* **Instructions to follow**
Restate the full set of records exactly, word for word.

* **Records for the exercise**
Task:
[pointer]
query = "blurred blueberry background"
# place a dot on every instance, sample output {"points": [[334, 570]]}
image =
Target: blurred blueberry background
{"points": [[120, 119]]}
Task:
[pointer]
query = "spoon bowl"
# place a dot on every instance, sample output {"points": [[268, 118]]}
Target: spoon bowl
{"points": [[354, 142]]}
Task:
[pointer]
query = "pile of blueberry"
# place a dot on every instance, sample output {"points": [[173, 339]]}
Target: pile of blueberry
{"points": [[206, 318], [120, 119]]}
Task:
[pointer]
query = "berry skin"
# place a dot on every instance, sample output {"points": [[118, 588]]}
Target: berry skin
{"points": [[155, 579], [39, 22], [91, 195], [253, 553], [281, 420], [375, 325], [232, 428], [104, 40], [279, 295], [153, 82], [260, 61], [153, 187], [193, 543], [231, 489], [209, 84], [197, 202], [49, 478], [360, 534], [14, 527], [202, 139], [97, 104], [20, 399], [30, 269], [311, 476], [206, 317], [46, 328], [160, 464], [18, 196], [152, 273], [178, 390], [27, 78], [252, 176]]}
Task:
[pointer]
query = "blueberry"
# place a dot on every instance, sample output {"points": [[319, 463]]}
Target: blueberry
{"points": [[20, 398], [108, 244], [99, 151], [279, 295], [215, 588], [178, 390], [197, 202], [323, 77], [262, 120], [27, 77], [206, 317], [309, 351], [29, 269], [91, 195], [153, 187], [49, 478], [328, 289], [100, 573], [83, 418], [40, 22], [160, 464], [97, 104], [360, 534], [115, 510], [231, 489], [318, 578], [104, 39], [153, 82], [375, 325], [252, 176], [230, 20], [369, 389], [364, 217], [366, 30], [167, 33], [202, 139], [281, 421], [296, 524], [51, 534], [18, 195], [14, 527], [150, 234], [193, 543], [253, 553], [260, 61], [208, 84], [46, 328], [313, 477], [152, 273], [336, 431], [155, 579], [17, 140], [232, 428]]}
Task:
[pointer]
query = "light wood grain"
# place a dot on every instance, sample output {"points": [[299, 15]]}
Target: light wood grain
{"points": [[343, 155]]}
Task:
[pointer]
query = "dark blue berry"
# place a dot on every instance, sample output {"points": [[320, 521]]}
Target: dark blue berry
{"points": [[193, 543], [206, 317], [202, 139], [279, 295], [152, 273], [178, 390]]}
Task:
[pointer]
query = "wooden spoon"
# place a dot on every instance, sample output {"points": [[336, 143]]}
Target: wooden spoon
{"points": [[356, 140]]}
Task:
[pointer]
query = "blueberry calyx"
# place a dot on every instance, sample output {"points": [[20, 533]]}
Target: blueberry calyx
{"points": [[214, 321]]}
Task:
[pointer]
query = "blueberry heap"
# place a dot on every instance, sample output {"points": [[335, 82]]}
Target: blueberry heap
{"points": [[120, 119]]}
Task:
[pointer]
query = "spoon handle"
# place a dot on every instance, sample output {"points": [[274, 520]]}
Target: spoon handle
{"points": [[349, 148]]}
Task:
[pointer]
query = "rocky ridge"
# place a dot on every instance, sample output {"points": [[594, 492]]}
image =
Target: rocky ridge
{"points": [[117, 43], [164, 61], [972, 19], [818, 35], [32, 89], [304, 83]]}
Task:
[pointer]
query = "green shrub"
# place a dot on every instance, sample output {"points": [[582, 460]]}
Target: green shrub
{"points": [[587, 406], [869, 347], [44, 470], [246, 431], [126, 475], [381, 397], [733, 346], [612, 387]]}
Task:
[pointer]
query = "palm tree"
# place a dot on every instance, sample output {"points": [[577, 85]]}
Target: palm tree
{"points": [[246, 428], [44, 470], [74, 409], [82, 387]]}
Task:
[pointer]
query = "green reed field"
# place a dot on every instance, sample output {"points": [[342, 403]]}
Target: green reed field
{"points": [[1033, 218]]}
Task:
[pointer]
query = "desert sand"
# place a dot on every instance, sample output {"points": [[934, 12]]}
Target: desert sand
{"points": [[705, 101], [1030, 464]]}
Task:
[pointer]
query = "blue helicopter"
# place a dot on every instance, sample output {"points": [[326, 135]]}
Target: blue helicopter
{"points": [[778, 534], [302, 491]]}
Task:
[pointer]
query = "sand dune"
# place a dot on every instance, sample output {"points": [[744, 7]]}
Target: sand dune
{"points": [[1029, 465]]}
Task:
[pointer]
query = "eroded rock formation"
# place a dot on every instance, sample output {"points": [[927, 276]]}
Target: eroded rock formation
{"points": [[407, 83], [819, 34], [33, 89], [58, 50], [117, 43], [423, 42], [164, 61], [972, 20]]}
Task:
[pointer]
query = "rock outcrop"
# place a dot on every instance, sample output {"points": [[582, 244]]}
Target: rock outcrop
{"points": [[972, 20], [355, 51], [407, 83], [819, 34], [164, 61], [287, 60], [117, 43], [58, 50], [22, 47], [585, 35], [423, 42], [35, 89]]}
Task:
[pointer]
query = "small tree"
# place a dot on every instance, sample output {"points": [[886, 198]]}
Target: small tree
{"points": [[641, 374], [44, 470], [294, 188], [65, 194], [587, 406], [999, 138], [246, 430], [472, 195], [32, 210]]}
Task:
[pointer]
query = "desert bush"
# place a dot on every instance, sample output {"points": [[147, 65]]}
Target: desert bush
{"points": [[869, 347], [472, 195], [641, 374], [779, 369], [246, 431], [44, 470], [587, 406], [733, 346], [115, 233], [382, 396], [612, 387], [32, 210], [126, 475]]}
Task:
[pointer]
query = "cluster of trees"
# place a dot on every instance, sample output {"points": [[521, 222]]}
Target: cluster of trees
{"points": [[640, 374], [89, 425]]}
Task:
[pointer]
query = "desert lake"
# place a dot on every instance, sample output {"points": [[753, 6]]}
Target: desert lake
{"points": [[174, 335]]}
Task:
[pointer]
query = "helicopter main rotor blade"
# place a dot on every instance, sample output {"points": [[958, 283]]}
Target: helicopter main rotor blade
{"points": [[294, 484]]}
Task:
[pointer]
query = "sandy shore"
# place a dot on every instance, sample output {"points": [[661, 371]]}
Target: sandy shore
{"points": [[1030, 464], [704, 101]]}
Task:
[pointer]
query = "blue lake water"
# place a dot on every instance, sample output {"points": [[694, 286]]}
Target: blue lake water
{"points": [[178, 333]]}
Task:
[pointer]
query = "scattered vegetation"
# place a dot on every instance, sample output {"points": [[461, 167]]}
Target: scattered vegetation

* **Response to this task**
Task:
[pointer]
query = "blurred blueberry background"
# place a dot on every instance, sample output {"points": [[334, 570]]}
image =
Target: blurred blueberry background
{"points": [[120, 119]]}
Task:
[pointer]
query = "spoon bowl"
# place a dot on every instance, sample output {"points": [[268, 118]]}
Target: spoon bowl
{"points": [[354, 142]]}
Task:
[pointer]
query = "pile of blueberry"
# place a dot on every instance, sample output {"points": [[173, 339]]}
Target: pile of blueberry
{"points": [[206, 318], [120, 119]]}
Task:
[pointer]
query = "berry skin"
# place a dot on every instance, sample output {"points": [[118, 588]]}
Target: berry skin
{"points": [[155, 579], [39, 22], [91, 195], [253, 553], [281, 420], [375, 325], [232, 428], [104, 40], [279, 295], [153, 82], [260, 61], [153, 187], [193, 543], [231, 489], [209, 84], [197, 202], [49, 478], [360, 534], [14, 527], [202, 139], [97, 104], [20, 399], [30, 269], [311, 476], [206, 317], [46, 328], [160, 464], [18, 196], [152, 273], [178, 390], [27, 78], [252, 176]]}
Task:
[pointer]
query = "blueberry"
# place a dot on every instance, sample output {"points": [[319, 463]]}
Target: blueberry
{"points": [[20, 398], [108, 244], [99, 151], [279, 295], [215, 588], [178, 390], [197, 202], [323, 77], [262, 120], [27, 77], [206, 317], [309, 351], [29, 269], [91, 195], [153, 187], [49, 478], [328, 289], [100, 573], [83, 418], [40, 22], [160, 464], [97, 104], [360, 534], [115, 510], [231, 489], [318, 578], [104, 39], [153, 82], [375, 325], [252, 176], [230, 20], [369, 389], [364, 217], [366, 30], [167, 33], [202, 139], [281, 421], [296, 524], [51, 534], [18, 195], [14, 527], [150, 234], [193, 543], [253, 553], [260, 61], [208, 84], [46, 328], [313, 477], [152, 273], [336, 431], [155, 579], [17, 140], [232, 428]]}
Task:
[pointer]
query = "light wood grain"
# place a dot on every instance, sample output {"points": [[299, 15]]}
Target: light wood grain
{"points": [[343, 155]]}
Task:
[pointer]
query = "dark blue berry"
# place a dot on every instance, sample output {"points": [[320, 521]]}
Target: dark blue berry
{"points": [[193, 543], [206, 317], [202, 139], [279, 295], [152, 273], [178, 390]]}
Task:
[pointer]
query = "wooden spoon"
# place a dot on every instance, sample output {"points": [[336, 143]]}
Target: wooden spoon
{"points": [[356, 140]]}
Task:
[pointer]
query = "blueberry calyx"
# place a dot on every instance, sample output {"points": [[20, 533]]}
Target: blueberry calyx
{"points": [[214, 321]]}
Task:
[pointer]
query = "blueberry heap"
# place a dot on every instance, sample output {"points": [[335, 82]]}
Target: blueberry heap
{"points": [[120, 119]]}
Task:
[pointer]
query = "spoon handle"
# place a dot on every instance, sample output {"points": [[274, 520]]}
Target: spoon handle
{"points": [[349, 148]]}
Task:
[pointer]
query = "rocky ridge"
# place a dot on every instance, sample output {"points": [[594, 492]]}
image =
Target: rocky ridge
{"points": [[117, 43], [164, 61], [972, 19], [818, 35], [32, 89], [304, 83]]}
Task:
[pointer]
query = "green shrub"
# place a dot on every instance, sample output {"points": [[582, 460]]}
Target: green shrub
{"points": [[587, 406], [869, 347], [44, 470], [246, 431], [126, 475], [381, 397], [733, 346], [612, 387]]}
Task:
[pointer]
query = "palm tree"
# place a dot on every instance, sample output {"points": [[577, 85]]}
Target: palm tree
{"points": [[246, 428], [44, 470], [74, 409], [82, 387]]}
Task:
[pointer]
query = "green reed field"
# place a dot on every instance, sample output {"points": [[342, 403]]}
Target: green reed field
{"points": [[1033, 218]]}
Task:
[pointer]
query = "desert sand"
# place a dot on every instance, sample output {"points": [[934, 12]]}
Target: desert sand
{"points": [[705, 101], [1030, 464]]}
Task:
[pointer]
query = "blue helicopter"
# place a dot on every instance, sample output {"points": [[326, 135]]}
Target: blue helicopter
{"points": [[778, 534], [302, 491]]}
Task:
[pointer]
query = "sand dune"
# place a dot on every instance, sample output {"points": [[744, 7]]}
Target: sand dune
{"points": [[1029, 465]]}
Task:
[pointer]
query = "eroded rock formation"
# place a dot on every instance, sample output {"points": [[927, 276]]}
Target: eroded rock formation
{"points": [[407, 83], [819, 34], [33, 89], [58, 50], [117, 43], [423, 42], [164, 61], [972, 20]]}
Task:
[pointer]
query = "rock outcrop"
# place a dot on every instance, sample output {"points": [[582, 244]]}
Target: rock outcrop
{"points": [[972, 20], [355, 51], [407, 83], [819, 34], [164, 61], [287, 60], [117, 43], [58, 50], [22, 47], [585, 35], [423, 42], [35, 89]]}
Task:
[pointer]
query = "small tree"
# place a dot on every instance, sample output {"points": [[886, 198]]}
Target: small tree
{"points": [[641, 374], [44, 470], [294, 188], [65, 194], [587, 406], [999, 138], [246, 430], [472, 195], [32, 210]]}
Task:
[pointer]
query = "desert bush"
# place a dot on every instance, sample output {"points": [[147, 65]]}
Target: desert bush
{"points": [[869, 347], [472, 195], [641, 374], [779, 369], [246, 431], [44, 470], [587, 406], [733, 346], [115, 233], [382, 396], [612, 387], [32, 210], [126, 475]]}
Task:
[pointer]
query = "cluster of trees"
# place a dot on every instance, sample output {"points": [[521, 222]]}
Target: cluster of trees
{"points": [[640, 374], [89, 425]]}
Task:
[pointer]
query = "desert lake"
# place a dot on every instance, sample output {"points": [[753, 6]]}
Target: desert lake
{"points": [[174, 335]]}
Task:
[pointer]
query = "helicopter main rotor blade"
# place a dot on every instance, sample output {"points": [[958, 283]]}
Target: helicopter main rotor blade
{"points": [[294, 484]]}
Task:
[pointer]
query = "sandy shore"
# place a dot on every instance, sample output {"points": [[661, 371]]}
Target: sandy shore
{"points": [[1030, 464], [704, 101]]}
Task:
[pointer]
query = "blue lake water"
# place a dot on every instance, sample output {"points": [[694, 286]]}
Target: blue lake water
{"points": [[178, 333]]}
Task:
[pointer]
query = "scattered vegetation"
# place a dot on every instance, sample output {"points": [[461, 167]]}
Target: scattered vegetation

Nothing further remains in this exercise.